(Records contained in a dataset)
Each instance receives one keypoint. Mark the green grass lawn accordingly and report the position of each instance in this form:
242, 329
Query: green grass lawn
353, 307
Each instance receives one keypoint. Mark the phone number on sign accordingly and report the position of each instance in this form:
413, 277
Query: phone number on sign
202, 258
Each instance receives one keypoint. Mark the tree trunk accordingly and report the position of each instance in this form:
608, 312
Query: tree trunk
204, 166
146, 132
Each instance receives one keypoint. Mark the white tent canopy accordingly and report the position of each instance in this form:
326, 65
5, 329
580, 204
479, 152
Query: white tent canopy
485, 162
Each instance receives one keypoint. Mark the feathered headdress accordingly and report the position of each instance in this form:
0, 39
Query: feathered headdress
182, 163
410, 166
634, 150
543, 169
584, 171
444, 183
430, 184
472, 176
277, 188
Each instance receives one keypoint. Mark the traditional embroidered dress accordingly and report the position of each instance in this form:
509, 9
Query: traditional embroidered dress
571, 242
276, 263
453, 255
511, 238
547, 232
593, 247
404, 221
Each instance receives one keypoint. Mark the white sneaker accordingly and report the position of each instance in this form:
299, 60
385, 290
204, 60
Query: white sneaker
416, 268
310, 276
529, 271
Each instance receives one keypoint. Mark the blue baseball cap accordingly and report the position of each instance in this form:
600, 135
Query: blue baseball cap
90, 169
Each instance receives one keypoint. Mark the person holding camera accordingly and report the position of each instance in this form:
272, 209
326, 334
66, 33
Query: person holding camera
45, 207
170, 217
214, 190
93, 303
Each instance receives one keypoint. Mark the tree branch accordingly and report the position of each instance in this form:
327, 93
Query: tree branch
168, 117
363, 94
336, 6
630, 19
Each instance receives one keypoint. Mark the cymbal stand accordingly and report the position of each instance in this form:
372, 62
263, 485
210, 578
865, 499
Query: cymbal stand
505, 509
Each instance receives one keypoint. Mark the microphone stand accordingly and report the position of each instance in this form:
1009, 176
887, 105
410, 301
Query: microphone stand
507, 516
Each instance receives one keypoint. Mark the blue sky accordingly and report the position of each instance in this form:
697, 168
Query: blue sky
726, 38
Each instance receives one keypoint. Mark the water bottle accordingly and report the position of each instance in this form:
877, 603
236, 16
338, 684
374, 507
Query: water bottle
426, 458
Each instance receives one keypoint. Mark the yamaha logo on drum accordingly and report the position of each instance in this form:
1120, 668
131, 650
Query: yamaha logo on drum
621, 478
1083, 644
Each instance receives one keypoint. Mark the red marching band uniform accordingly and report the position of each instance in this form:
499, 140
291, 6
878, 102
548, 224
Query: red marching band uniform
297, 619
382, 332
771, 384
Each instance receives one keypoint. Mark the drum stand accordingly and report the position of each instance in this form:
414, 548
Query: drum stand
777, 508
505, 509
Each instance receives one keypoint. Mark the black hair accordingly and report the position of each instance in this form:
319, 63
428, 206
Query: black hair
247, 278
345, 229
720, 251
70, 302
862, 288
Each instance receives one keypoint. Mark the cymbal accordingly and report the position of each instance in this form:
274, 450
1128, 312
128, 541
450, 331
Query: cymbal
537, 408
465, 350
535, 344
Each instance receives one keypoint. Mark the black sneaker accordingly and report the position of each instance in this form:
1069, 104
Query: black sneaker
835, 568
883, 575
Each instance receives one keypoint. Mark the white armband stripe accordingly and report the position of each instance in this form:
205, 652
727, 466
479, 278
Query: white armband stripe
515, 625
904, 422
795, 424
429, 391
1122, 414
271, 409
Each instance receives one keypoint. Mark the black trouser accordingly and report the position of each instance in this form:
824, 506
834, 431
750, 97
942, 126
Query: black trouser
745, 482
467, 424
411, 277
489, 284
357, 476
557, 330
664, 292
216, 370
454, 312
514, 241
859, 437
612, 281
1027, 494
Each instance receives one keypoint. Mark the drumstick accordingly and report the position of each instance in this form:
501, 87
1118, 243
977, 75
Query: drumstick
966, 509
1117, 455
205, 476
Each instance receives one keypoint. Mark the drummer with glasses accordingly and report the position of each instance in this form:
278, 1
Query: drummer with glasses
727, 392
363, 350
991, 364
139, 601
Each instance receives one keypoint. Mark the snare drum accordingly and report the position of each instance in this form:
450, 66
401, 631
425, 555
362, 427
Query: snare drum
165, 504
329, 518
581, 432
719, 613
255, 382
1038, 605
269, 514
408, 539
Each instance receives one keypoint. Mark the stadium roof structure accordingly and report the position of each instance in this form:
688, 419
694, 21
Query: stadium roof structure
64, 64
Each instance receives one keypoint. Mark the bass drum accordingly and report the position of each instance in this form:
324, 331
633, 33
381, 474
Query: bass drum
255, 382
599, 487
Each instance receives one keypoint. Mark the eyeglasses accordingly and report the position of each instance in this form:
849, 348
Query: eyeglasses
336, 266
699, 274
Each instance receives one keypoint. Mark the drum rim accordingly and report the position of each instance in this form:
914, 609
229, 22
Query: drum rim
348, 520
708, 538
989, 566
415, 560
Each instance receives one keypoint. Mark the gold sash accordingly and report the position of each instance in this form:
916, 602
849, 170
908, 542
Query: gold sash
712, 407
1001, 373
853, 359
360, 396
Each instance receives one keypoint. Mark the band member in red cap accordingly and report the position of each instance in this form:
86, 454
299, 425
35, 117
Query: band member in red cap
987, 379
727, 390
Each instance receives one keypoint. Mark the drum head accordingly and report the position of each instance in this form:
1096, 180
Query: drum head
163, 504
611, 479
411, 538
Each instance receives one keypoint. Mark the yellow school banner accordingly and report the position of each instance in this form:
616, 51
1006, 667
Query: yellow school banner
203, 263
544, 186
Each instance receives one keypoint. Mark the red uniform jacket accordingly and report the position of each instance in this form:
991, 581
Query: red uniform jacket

**YOUR INSTRUCTIONS**
Repeat the preceding lines exactly, please, every one of them.

**ANSWER TO THE EXERCISE**
Each instance receives one keypoint. Mark the green grass lawn accordingly and report the position of each instance in this form:
242, 329
Query: green grass lawn
353, 307
Each instance receives one keypoint. Mark the phone number on sign accordingly and report the position of each instance in this form:
413, 277
Query: phone number on sign
202, 258
Each instance receives one keypoint. Mark the tree trunk accordingly and report the position of each instance in this form:
608, 312
Query: tree trunk
204, 166
146, 132
Each instance receives one keypoint. Mark the white tent canopy accordingly and report the position of each instance in this form:
326, 65
5, 329
580, 204
479, 152
Query: white tent canopy
485, 162
Each instance receives one keypoint. Mark the feathered headdress accordingly and report the position of each instance in this form:
0, 39
Query: feathered headdress
182, 163
410, 166
634, 150
543, 169
584, 171
444, 183
430, 184
472, 176
277, 188
Each instance receives one keypoint. Mark the traditional embroidered dress accordingly and report the position of each instance in this form:
509, 9
Query: traditional embroidered dress
571, 242
276, 263
453, 255
511, 238
547, 232
593, 247
404, 221
Each instance receives one keypoint. Mark the white sneaker accordingly and report the position of each instance in this form:
299, 60
385, 290
204, 60
Query: white sneaker
416, 268
310, 276
529, 271
Each instance receives one keypoint. Mark the blue baseball cap accordingly and report the position of each instance in this form:
600, 135
Query: blue baseball cap
90, 169
Each instance receives one keypoint. Mark the person holding camera accordingly and report the position of each instance in this form:
272, 209
326, 334
66, 33
Query: person holding camera
45, 207
170, 217
214, 190
93, 303
Each instance receives one keypoint. Mark the tree branch accordingly and report the position of each instance in this form:
327, 93
Query: tree branch
168, 117
363, 94
336, 6
630, 19
Each instance receives one keypoint. Mark the cymbal stand accordingly and report the position of each instance in this form:
372, 62
263, 485
210, 578
865, 499
Query: cymbal stand
505, 509
Each instance receives one keypoint. Mark the microphone stand accordingly and report the position of each instance in this form:
1009, 176
887, 105
410, 301
Query: microphone stand
507, 516
Each instance receives one keypoint. Mark the blue sky accordingly and report the position of each instance in this form:
697, 168
Query: blue sky
726, 38
Each instance receives one keypoint. Mark the water bottle accordingly and report the position of each instance in this form:
877, 603
236, 16
338, 684
374, 507
Query: water bottle
426, 458
Each instance receives one keypoint. Mark the yamaha logo on drum accordingly and report the position of each instance in this form:
1120, 668
131, 650
Query: yamaha logo on drum
621, 478
1083, 644
Each instance receives one keypoint. Mark the red marching band uniform accordingly and report the position of each instance in this form:
499, 140
291, 6
878, 102
548, 224
Query: red marching band uniform
297, 619
382, 332
771, 384
Each instance receives one keypoint. Mark the drum stand accordingly and report the position of each instance in this form:
414, 548
Query: drum stand
777, 508
505, 509
Each instance receives one keypoint. Mark the black hair accordingly and report the position of each instance in this form:
319, 63
428, 206
Query: black hair
247, 278
345, 229
720, 251
70, 302
862, 288
Each instance receives one keypoint. Mark the cymbal accordingly and report the position of each instance in this form:
274, 450
1128, 312
128, 541
450, 331
Query: cymbal
537, 408
465, 350
535, 344
Each instance receives one keypoint. Mark the black sneaker accordingly and report the position of each instance in this form:
1069, 104
Query: black sneaker
835, 568
883, 575
Each instance receives one keypoint. Mark the white armband stripe accordingly and report the position of each instance in this form:
205, 652
727, 466
479, 278
Query: white armband stripe
515, 625
904, 422
795, 424
429, 391
1122, 414
271, 409
Each instance receives one keypoint. Mark the black trouser accordingly and report the position of each instance in this form:
824, 506
834, 431
750, 97
942, 126
Query: black trouser
745, 482
467, 424
411, 277
489, 284
357, 476
557, 330
664, 292
216, 370
454, 312
514, 241
859, 437
612, 281
1027, 494
Each instance receives one keypoint. Mark the drumstick accordingly and report the position of each instance in this form:
501, 87
1118, 243
977, 75
Query: drumstick
966, 509
1117, 455
205, 476
Each instance receives one keypoint. Mark the drummer with glasses accordingly and report the position of each instance in this form:
278, 1
Query: drummer with glasses
727, 392
363, 350
991, 364
139, 601
Each instance receives one keypoint. Mark the snare drum accordingly and report the position of each instance in this form:
450, 66
401, 631
425, 555
362, 427
Query: snare drum
165, 504
329, 518
581, 432
719, 613
255, 382
1038, 605
269, 514
408, 539
Each instance receives one keypoint. Mark the stadium roof structure accordingly and report the position of each instance in this form:
688, 419
694, 21
Query: stadium roof structure
64, 64
Each instance receives one keypoint. Mark the bass drum accordingly and report the position of each instance in this form:
324, 331
633, 33
381, 474
Query: bass drum
255, 382
599, 487
Each instance receives one keypoint. Mark the eyeglasses accordingly and report the position of each instance in this form:
849, 348
Query: eyeglasses
336, 266
699, 274
Each instance receives one keypoint. Mark the drum rim accordingly and report the position of each instance in this form:
914, 609
229, 22
Query: drum rim
348, 520
708, 538
989, 566
415, 560
Each instance receives one keypoint. Mark the gold sash accordingly and report the position of each instance in this form:
916, 602
849, 170
908, 542
Query: gold sash
712, 407
1001, 373
853, 359
360, 396
Each instance receives one keypoint. Mark the band member in red cap accordingly and report the position of each instance in this form:
86, 454
299, 425
35, 117
Query: band member in red cap
987, 379
727, 390
Each instance receives one keypoint. Mark the drum head accordingly and report the position of each instance in this form:
1096, 180
Query: drum head
163, 504
611, 479
411, 538
Each instance receives one keypoint. Mark the yellow school banner accordingly and report the position of each instance in this form:
616, 51
1006, 667
Query: yellow school banner
203, 263
544, 186
Each instance receives one keypoint. Mark the red uniform jacket accordingly and report the position of each instance in this form:
991, 581
Query: red uniform jacket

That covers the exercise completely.